Contour labeling listing:
● ● ● ● ● ● ●

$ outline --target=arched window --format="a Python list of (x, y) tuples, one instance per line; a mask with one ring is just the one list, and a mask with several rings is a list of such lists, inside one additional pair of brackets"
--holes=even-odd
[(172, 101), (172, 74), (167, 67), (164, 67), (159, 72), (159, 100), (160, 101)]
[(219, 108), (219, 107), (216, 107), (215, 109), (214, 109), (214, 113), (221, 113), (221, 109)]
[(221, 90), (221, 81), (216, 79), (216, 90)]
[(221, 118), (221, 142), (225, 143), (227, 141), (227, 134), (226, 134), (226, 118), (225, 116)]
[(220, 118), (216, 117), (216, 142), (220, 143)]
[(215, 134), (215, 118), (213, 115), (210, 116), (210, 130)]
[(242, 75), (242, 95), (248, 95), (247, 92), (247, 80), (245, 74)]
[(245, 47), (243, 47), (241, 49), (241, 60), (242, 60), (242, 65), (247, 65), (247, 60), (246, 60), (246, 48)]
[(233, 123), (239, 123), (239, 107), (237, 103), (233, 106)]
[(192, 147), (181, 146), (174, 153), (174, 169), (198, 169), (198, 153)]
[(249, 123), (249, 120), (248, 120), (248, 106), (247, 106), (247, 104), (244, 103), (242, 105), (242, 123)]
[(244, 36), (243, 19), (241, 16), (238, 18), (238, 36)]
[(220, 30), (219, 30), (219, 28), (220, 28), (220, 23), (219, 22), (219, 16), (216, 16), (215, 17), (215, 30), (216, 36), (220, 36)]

● ● ● ● ● ● ●

» **What the task asks**
Express every line of the listing above as a Markdown table with two columns, "Row" for the sequential row number and "Line" for the text of that line, leaving out any blank lines.

» **The result**
| Row | Line |
|---|---|
| 1 | $ outline --target=arched window --format="a Python list of (x, y) tuples, one instance per line; a mask with one ring is just the one list, and a mask with several rings is a list of such lists, inside one additional pair of brackets" |
| 2 | --holes=even-odd |
| 3 | [(172, 101), (172, 74), (167, 67), (164, 67), (159, 72), (159, 100), (160, 101)] |
| 4 | [(219, 108), (219, 107), (216, 107), (215, 109), (214, 109), (214, 113), (221, 113), (221, 109)] |
| 5 | [(221, 90), (221, 81), (216, 79), (216, 90)] |
| 6 | [(221, 118), (221, 142), (225, 143), (227, 141), (227, 134), (226, 134), (226, 118), (225, 116)] |
| 7 | [(220, 118), (216, 117), (216, 142), (220, 143)] |
| 8 | [(215, 134), (215, 118), (213, 115), (210, 116), (210, 130)] |
| 9 | [(242, 75), (242, 95), (248, 95), (247, 92), (247, 80), (245, 74)] |
| 10 | [(245, 47), (243, 47), (241, 49), (241, 60), (242, 60), (242, 65), (247, 65), (247, 60), (246, 60), (246, 48)] |
| 11 | [(233, 123), (239, 123), (239, 107), (237, 103), (233, 106)] |
| 12 | [(192, 147), (181, 146), (174, 153), (174, 169), (198, 169), (198, 153)] |
| 13 | [(249, 123), (249, 120), (248, 120), (248, 106), (247, 106), (247, 104), (244, 103), (242, 105), (242, 123)] |
| 14 | [(244, 36), (243, 19), (241, 16), (238, 18), (238, 36)] |
| 15 | [(220, 30), (219, 30), (219, 28), (220, 28), (220, 23), (219, 22), (219, 16), (216, 16), (215, 17), (215, 30), (216, 36), (220, 36)] |